Problem to solve
Set every entry down again exactly, omitting none.

*** Exercise materials ***

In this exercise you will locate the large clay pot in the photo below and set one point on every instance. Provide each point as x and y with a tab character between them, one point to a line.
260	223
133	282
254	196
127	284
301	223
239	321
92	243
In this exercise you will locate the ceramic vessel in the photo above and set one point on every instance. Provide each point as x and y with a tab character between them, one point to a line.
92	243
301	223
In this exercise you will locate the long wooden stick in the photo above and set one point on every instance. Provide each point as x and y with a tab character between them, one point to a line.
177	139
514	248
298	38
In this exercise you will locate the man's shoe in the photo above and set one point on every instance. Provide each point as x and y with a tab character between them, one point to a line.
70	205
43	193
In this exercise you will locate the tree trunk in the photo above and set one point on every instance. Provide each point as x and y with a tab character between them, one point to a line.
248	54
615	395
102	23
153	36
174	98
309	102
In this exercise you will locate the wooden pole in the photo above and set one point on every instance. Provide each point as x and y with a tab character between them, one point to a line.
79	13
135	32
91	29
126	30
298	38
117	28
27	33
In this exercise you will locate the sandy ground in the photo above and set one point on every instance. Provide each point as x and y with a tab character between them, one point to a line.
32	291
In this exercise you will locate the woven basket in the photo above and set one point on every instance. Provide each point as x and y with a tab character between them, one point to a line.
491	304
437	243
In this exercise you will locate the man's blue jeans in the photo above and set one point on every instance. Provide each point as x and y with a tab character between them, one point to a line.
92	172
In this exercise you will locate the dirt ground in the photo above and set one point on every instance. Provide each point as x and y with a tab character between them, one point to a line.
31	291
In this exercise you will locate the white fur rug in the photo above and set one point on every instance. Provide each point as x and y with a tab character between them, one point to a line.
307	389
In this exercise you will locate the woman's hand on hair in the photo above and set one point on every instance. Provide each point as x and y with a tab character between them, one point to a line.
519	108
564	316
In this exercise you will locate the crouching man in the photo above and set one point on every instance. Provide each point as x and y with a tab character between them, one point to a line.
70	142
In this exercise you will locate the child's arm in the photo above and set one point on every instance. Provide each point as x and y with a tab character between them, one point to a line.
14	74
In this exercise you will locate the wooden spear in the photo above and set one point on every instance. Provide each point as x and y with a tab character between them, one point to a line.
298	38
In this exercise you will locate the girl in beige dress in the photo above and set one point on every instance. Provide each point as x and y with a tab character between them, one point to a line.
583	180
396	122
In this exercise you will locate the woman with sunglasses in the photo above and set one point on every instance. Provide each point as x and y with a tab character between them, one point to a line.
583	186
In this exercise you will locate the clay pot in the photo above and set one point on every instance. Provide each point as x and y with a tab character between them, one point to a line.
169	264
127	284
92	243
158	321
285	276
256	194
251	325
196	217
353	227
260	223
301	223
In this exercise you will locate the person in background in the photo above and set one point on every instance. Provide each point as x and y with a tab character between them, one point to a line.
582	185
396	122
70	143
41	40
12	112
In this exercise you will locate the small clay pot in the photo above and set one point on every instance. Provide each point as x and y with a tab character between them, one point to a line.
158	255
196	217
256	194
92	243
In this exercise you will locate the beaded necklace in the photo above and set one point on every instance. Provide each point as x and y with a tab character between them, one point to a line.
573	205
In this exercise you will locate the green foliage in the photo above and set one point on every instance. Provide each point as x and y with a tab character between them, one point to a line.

*** End of Exercise materials ***

Answer area
In this exercise you will locate the large clay pot in the photo below and set one point on every instance. Provide each point as x and y with a tab character between them, one point to a line.
260	223
133	282
254	196
127	284
301	223
239	321
92	243
In this exercise you will locate the ceramic vessel in the photo above and set one point on every instance. Provide each point as x and y with a tab character between them, one point to a line.
92	243
301	223
In this exercise you will locate the long wooden stick in the photo above and set one point on every instance. Provide each point as x and y with a tab character between them, one point to a line.
177	139
514	248
298	38
In this exercise you will locate the man's shoe in the photo above and set one point on every instance. Provide each point as x and y with a tab character between them, one point to a line.
70	205
43	193
In this exercise you will locate the tree trunk in the photo above and set one point on every instance. Provide each point as x and y with a tab character between them, one point to a line.
248	54
615	395
102	23
153	36
174	98
309	102
In this exercise you will locate the wooden pole in the photo above and set one point on every instance. Provide each point as x and y with a tab character between them, one point to a line.
79	13
135	32
91	29
126	30
298	38
117	28
27	33
In this exercise you will locate the sandy ground in the photo above and set one point on every instance. Provide each point as x and y with a tab character between them, one point to a line.
32	291
In this exercise you will locate the woven basket in the photo above and set one point on every instance. Provide each point as x and y with a tab character between them, one point to a line.
491	304
437	243
In this exercise you will locate the man's blue jeans in the photo above and set one point on every instance. Provide each point as x and y with a tab character between them, one point to a line.
92	172
In this exercise you will locate the dirt ground in the photo above and set one point on every instance. Provide each point as x and y with a tab character between them, one point to a line.
31	291
In this exercise you will locate the white fur rug in the photo above and set one point on every instance. Provide each point as x and y with a tab character between them, one point to a line.
307	389
In this exercise you will locate the woman's hand on hair in the photo above and set one point on every instance. Provide each point as x and y with a tab character between them, one point to a line.
519	108
564	316
In this exercise you will locate the crouching man in the photo above and set one point on every instance. Provide each point as x and y with a tab character between them, one point to a line.
70	142
In this exercise you will locate the child's arm in the photo above and set one point on every instance. Provide each point as x and y with a tab character between them, one point to a line.
14	74
In this exercise you will locate the wooden spear in the photo above and set one point on every instance. Provide each point as x and y with a tab character between them, one point to a line.
298	38
In this exercise you will locate the girl in beige dress in the photo above and set one point on every instance. Provide each point as x and y with a tab character between them, one point to a line.
583	180
396	122
In this exercise you will locate the woman with sunglasses in the photo above and set one point on every instance. Provide each point as x and y with a tab character between them, one point to a line.
583	186
In this exercise you will locate the clay pot in the photo above and set one point on every instance. Provide each point as x and y with a tab character between them, one point to a line.
169	264
127	284
92	243
158	321
285	276
256	194
251	325
196	217
353	227
260	223
301	223
In this exercise you will locate the person in background in the photo above and set one point on every instance. Provide each point as x and y with a tab character between them, one point to a line.
582	185
396	122
70	143
41	40
12	112
In this exercise you will locate the small clay pot in the photo above and set one point on every instance. Provide each point as x and y with a tab character between them, one point to a line.
158	255
196	217
256	194
92	243
In this exercise you will locate the beaded necklace in the photo above and set one point on every instance. Provide each point as x and y with a tab character between them, one point to a line.
573	205
In this exercise you will locate the green foliage in the photo above and set one point on every instance. Provide each point as x and y with a tab character between them, one point to a line.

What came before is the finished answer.